▶ **Exercise data**:
···

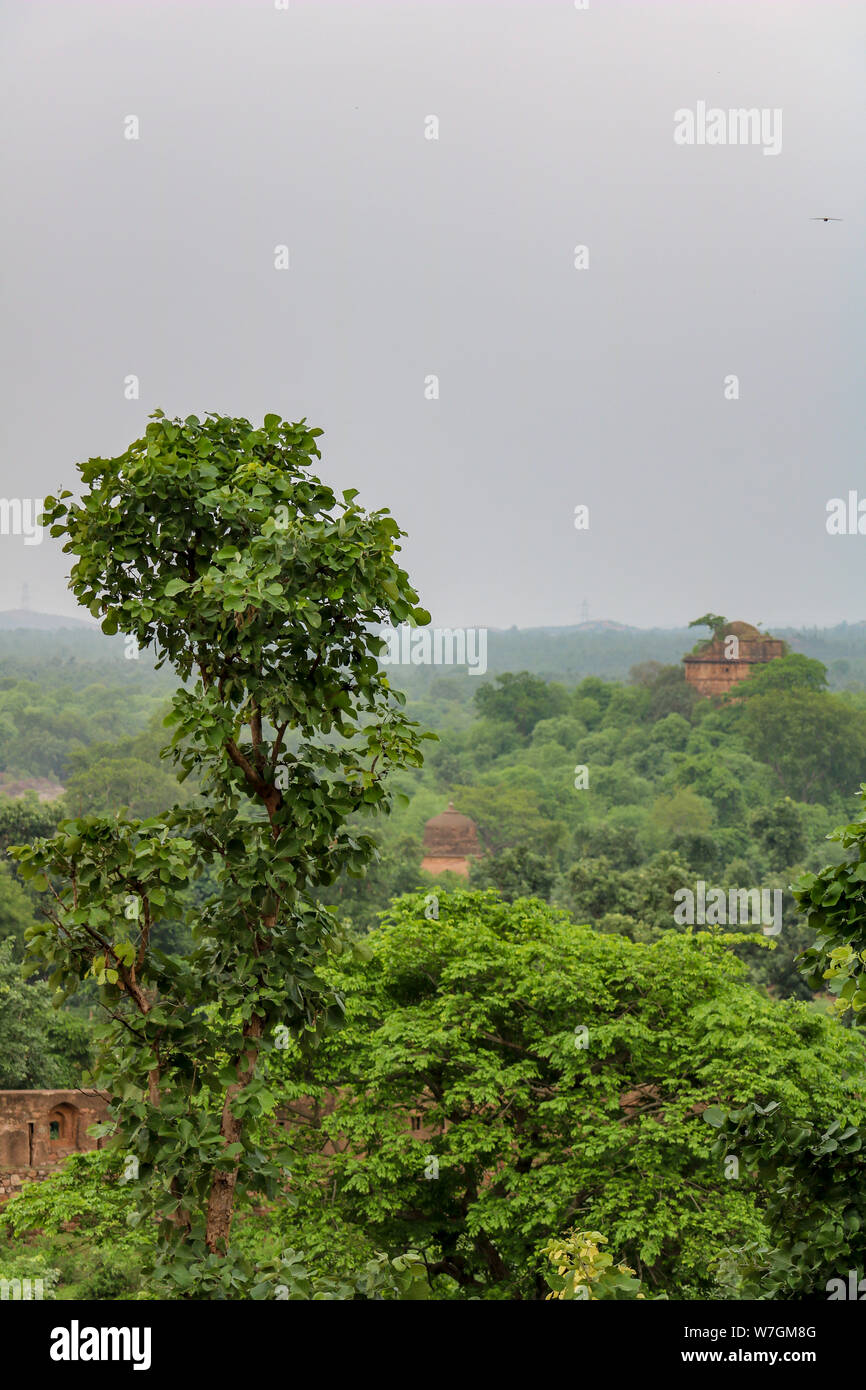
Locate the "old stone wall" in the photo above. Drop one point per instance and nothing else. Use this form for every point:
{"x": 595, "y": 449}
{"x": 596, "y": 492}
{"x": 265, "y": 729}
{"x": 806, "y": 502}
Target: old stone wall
{"x": 39, "y": 1129}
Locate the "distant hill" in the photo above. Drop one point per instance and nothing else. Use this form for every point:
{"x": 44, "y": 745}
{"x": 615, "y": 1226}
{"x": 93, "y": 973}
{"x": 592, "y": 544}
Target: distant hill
{"x": 17, "y": 619}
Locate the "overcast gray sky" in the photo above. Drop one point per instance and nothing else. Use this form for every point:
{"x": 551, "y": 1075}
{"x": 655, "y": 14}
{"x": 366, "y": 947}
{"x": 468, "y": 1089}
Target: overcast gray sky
{"x": 455, "y": 256}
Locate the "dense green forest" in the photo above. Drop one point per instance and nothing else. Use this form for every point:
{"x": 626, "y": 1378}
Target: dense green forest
{"x": 469, "y": 1015}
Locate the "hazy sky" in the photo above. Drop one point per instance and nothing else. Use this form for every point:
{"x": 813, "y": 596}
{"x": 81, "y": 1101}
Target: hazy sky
{"x": 455, "y": 257}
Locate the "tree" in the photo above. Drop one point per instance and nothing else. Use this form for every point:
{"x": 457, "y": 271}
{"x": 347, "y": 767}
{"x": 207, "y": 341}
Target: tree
{"x": 216, "y": 544}
{"x": 516, "y": 873}
{"x": 540, "y": 1058}
{"x": 39, "y": 1047}
{"x": 786, "y": 673}
{"x": 815, "y": 744}
{"x": 508, "y": 816}
{"x": 780, "y": 833}
{"x": 25, "y": 818}
{"x": 716, "y": 623}
{"x": 521, "y": 701}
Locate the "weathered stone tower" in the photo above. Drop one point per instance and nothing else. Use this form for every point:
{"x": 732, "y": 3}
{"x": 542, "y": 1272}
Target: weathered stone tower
{"x": 730, "y": 658}
{"x": 451, "y": 843}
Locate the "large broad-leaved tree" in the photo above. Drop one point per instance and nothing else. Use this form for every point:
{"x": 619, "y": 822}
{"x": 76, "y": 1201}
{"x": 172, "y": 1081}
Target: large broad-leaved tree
{"x": 216, "y": 544}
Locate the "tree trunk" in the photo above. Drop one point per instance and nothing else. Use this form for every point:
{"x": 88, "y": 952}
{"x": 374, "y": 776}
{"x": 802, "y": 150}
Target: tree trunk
{"x": 221, "y": 1200}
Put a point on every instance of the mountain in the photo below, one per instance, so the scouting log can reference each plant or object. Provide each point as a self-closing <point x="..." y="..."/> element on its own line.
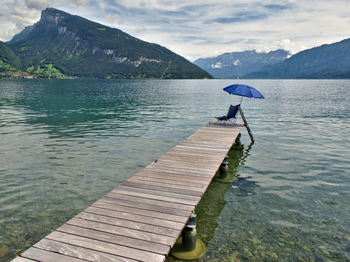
<point x="75" y="46"/>
<point x="237" y="64"/>
<point x="326" y="61"/>
<point x="8" y="56"/>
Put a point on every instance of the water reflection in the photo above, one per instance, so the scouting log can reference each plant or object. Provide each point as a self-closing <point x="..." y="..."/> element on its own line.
<point x="213" y="201"/>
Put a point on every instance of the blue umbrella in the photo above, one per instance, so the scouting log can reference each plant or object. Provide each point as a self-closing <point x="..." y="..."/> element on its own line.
<point x="243" y="90"/>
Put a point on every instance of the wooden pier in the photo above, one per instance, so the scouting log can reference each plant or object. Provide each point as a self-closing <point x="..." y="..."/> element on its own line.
<point x="141" y="219"/>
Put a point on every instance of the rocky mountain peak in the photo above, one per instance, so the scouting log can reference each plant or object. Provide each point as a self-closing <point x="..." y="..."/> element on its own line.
<point x="52" y="16"/>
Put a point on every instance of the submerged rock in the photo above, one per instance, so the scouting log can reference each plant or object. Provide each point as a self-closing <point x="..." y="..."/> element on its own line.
<point x="3" y="250"/>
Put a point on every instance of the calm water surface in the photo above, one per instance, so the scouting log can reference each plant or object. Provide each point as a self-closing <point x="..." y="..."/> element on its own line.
<point x="65" y="143"/>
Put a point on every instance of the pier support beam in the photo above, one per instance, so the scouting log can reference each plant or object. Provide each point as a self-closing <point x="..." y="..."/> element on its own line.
<point x="246" y="124"/>
<point x="189" y="247"/>
<point x="224" y="168"/>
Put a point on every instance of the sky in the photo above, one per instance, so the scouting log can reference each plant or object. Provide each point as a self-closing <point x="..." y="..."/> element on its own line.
<point x="201" y="28"/>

···

▶ **Written instruction**: Rewrite the lines from the line with "Put a point on every instance of the sky" through the final line above, keeping the requests, and shift every coordinate in the answers by adding 67.

▶ **Answer**:
Put a point on every instance of the sky in the photo above, one per instance, so the scouting log can reference each plant or object. Provide each point as a self-closing <point x="..." y="..."/> element on its own line.
<point x="268" y="95"/>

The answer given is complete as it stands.